=== PROBLEM ===
Your task is to write out the complete listing exactly as it is shown.

=== DATA EXTRACT ===
· · ·

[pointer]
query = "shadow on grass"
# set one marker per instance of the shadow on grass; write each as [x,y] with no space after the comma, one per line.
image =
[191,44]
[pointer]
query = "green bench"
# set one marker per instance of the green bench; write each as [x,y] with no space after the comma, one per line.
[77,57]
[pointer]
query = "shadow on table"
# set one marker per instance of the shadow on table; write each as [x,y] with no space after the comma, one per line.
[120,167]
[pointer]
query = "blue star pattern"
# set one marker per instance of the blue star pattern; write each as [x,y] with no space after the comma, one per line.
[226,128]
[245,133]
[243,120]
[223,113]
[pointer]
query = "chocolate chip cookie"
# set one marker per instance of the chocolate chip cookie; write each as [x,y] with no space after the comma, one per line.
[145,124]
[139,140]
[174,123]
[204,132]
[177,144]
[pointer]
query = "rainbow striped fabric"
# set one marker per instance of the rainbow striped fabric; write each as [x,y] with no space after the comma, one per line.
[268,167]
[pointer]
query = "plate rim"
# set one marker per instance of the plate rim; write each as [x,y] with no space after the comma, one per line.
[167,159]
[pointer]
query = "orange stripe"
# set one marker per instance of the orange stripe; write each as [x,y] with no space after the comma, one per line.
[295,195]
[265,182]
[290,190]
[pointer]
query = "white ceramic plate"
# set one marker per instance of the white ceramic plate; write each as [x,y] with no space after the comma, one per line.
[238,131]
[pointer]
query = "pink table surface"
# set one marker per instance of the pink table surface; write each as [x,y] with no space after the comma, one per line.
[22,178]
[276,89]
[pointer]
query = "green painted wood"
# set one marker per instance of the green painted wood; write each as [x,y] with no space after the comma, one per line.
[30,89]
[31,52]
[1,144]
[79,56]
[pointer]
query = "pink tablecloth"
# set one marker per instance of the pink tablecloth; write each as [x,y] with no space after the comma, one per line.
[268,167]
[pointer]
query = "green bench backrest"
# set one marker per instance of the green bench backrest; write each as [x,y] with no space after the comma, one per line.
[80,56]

· · ·

=== SOLUTION TO THE PROBLEM ===
[pointer]
query = "shadow on grass"
# set one marker per instance of the shadow on grass; write each as [x,y] with no space after the comma, one per line.
image =
[191,44]
[pointer]
query = "green bench"
# set one marker per instance of the green bench; write each as [x,y] with no space after the comma, one per line.
[77,57]
[pointer]
query = "shadow on table"
# set one marker per instance of the shadow on table; write each as [x,y] with no space after the comma, one per line.
[120,167]
[pointer]
query = "blue star pattern"
# set one marker per instance of the blue star pattern; write each as [x,y] with no space after the comma, one per line.
[226,128]
[245,133]
[243,120]
[223,113]
[pointer]
query = "chocolate chip cookie"
# set one marker per instance of the chocolate chip cookie; write each as [x,y] with no space after the comma, one per line.
[145,124]
[139,140]
[174,123]
[204,132]
[177,144]
[pointer]
query = "rainbow striped fabric"
# set one marker per instance of the rainbow striped fabric; write each as [x,y] with no space after the comma, one per line.
[268,167]
[pointer]
query = "plate rim"
# set one marker per instance of the plate rim; write each as [x,y] with no space after the comma, one per line.
[167,159]
[pointer]
query = "orange stripe"
# set one marker per instance of the orange stripe; write each as [x,y] with no space after the comma, one per line.
[295,195]
[265,182]
[290,190]
[pointer]
query = "white ceramic plate"
# set one marker per instance of the white ceramic plate; write each as [x,y] with no space after the comma, one per line.
[238,131]
[pointer]
query = "pink table surface"
# set one marker per instance of the pink table surface; write each as [x,y] with no space after the comma, one per line.
[22,178]
[276,89]
[pointer]
query = "green painted wood"
# set one marker per instance of the green painted wood; write each as [x,y] with no space after the comma, one per line.
[30,89]
[31,52]
[1,144]
[79,56]
[pointer]
query = "pink tablecloth"
# set one marker per instance of the pink tablecloth; write each as [x,y] with no space after the comma, one per line.
[268,167]
[pointer]
query = "green bench backrest"
# set one marker per instance of the green bench backrest; write each as [x,y] with no space after the comma, one per line.
[80,56]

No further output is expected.